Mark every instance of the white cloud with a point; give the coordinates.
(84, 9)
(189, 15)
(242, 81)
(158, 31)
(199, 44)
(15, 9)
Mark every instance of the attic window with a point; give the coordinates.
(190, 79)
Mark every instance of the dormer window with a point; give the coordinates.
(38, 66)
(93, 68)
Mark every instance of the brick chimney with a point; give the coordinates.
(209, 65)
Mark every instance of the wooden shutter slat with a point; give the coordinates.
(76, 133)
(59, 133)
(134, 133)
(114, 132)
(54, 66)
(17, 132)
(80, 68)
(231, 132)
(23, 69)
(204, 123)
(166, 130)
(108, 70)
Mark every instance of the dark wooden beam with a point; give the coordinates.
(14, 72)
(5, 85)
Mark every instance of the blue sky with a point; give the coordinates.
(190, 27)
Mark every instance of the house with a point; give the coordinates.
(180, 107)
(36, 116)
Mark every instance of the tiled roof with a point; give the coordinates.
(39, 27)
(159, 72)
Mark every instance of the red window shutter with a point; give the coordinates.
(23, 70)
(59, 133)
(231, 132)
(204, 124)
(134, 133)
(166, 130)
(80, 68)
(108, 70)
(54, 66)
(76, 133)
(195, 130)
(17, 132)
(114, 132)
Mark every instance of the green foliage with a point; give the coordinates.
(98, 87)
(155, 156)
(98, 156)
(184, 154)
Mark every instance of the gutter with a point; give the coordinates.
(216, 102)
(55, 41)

---

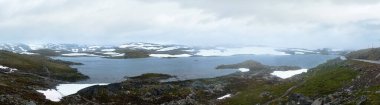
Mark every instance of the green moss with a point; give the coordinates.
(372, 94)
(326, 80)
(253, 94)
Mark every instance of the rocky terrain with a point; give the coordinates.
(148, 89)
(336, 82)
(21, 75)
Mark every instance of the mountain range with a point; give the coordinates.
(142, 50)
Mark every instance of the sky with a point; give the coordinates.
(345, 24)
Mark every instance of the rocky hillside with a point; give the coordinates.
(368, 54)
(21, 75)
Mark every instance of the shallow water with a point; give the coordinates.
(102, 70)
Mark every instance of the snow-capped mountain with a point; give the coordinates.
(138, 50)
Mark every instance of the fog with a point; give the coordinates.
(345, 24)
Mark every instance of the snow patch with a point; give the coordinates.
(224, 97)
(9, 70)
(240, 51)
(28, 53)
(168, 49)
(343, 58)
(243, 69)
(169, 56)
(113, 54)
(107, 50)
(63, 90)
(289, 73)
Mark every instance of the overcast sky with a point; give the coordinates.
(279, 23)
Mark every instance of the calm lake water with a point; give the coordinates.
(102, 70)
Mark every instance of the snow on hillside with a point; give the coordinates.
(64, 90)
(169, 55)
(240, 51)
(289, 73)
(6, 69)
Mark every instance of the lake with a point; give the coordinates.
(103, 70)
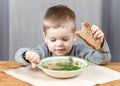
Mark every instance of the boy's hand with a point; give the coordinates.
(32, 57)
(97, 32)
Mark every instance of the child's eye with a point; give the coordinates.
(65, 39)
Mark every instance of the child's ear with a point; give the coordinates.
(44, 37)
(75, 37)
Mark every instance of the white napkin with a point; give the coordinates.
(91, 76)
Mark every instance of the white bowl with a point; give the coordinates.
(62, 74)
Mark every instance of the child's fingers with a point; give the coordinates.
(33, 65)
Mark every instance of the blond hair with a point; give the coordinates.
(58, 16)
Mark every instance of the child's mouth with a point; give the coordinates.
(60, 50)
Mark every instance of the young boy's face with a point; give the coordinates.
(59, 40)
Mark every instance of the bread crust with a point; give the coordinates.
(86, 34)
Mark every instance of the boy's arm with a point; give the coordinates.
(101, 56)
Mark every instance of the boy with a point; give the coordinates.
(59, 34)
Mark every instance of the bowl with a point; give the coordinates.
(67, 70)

TO BE DONE: Show every line in the items above that contains the word "rocky".

EXERCISE RESPONSE:
Mark every instance of the rocky terrain with a point; give the coordinates.
Mark every instance of the rocky hillside with a point; give the coordinates.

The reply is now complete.